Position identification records
┌──

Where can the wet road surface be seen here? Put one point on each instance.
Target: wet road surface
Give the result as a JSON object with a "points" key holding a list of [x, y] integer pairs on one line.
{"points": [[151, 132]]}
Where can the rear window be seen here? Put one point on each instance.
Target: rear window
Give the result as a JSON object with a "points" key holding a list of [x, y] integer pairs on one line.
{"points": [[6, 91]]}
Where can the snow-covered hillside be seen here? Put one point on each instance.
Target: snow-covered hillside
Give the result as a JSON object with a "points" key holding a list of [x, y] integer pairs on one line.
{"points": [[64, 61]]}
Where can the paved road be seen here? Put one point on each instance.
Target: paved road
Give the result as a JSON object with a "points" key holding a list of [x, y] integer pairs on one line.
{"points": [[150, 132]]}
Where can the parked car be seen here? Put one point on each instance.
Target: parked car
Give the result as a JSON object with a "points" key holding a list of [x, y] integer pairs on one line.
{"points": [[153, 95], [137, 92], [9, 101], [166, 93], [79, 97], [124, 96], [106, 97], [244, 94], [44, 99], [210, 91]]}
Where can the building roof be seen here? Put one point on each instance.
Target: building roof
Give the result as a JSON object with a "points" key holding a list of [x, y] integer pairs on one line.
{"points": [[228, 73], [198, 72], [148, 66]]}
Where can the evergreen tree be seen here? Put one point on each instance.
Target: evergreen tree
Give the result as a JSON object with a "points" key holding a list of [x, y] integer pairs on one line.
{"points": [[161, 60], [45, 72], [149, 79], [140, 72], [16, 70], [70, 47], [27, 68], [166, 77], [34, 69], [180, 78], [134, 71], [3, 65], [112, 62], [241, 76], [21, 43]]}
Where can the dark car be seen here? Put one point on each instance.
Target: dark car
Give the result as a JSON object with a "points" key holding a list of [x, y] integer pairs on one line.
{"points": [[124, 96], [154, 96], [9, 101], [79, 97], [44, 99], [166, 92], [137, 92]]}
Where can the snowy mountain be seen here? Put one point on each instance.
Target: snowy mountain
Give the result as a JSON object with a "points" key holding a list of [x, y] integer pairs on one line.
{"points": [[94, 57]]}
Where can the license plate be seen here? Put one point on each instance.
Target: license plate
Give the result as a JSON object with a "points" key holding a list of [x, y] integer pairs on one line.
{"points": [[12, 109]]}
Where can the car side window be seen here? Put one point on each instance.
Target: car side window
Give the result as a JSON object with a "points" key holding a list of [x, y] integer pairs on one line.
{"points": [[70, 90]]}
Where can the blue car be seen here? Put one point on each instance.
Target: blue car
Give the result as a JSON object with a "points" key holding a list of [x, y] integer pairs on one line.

└──

— Direction —
Please reproduce the entire listing, exactly as shown.

— Task output —
Where can the wet road surface be seen here? Put one point on each instance.
Target: wet road surface
Give the result as a JSON object with a "points" key holding a list of [x, y] integer pairs on one line.
{"points": [[151, 132]]}
Where can the rear window be seen here? Put one point on each instance.
Target: rear window
Give the result as a JSON object with a "points" key holding a list of [x, y] integer pairs on one line.
{"points": [[6, 91]]}
Where can the snow-covered hillside be seen here? Put one point on each instance.
Target: snow-covered hillside
Give the result as a JSON object with a "points" key holding a list of [x, y] integer pairs on one line.
{"points": [[64, 61]]}
Where can the paved road be seen here? Put one point on each instance.
Target: paved road
Give the result as a JSON object with a "points" key holding a list of [x, y] integer pairs on one line.
{"points": [[150, 132]]}
Where can the parked car be seen here? Put one point on each instance.
Target: parked car
Give the result as a JSON object with a "points" key holding a list of [x, y] integer pairs on one line.
{"points": [[153, 95], [137, 92], [9, 101], [166, 93], [79, 97], [124, 96], [106, 97], [244, 94], [44, 99], [210, 91]]}
Where can the building roof be seen here? Put one point on each instance.
Target: building roof
Give the result as a JSON object with a "points" key holding a list of [x, y] integer pairs on one line.
{"points": [[228, 73], [198, 72], [148, 66]]}
Where can the evergreen tree be seen here? Put one point on each instance.
Target: evergreen tree
Give the result as a JSON object with a "points" key holding a list of [x, y] integer pairs on one line.
{"points": [[161, 60], [45, 72], [149, 79], [140, 72], [16, 70], [70, 47], [27, 68], [166, 77], [34, 69], [180, 78], [134, 71], [3, 65], [112, 62], [241, 76], [21, 43]]}
Where can the dark car be seen here? Put one point on each instance.
Target: dark car
Give the result as a JSON object with a "points" key holding a list of [x, y] integer pairs on one line.
{"points": [[124, 96], [154, 96], [9, 101], [79, 97], [44, 99], [166, 92], [137, 92]]}
Where can the snowy mountain be seen here? Put one point on each instance.
Target: snowy mountain
Give the result as a JSON object with a "points" key holding a list of [x, y] integer pairs on one line.
{"points": [[94, 57]]}
Where can the license plate be seen here? Put one point on each instance.
Target: license plate
Give the result as a JSON object with a "points" key holding a list of [x, y] integer pairs on one line.
{"points": [[12, 109]]}
Where can the car side window be seen here? Put one point on each instance.
Target: car side window
Give the result as a JSON object with a "points" key holding a list of [x, y] integer pairs on one line.
{"points": [[70, 90]]}
Where can the blue car be seen here? Put one point on each instance.
Target: blue car
Give the result as a JSON object with a "points" key holding a list of [x, y] integer pairs on one line.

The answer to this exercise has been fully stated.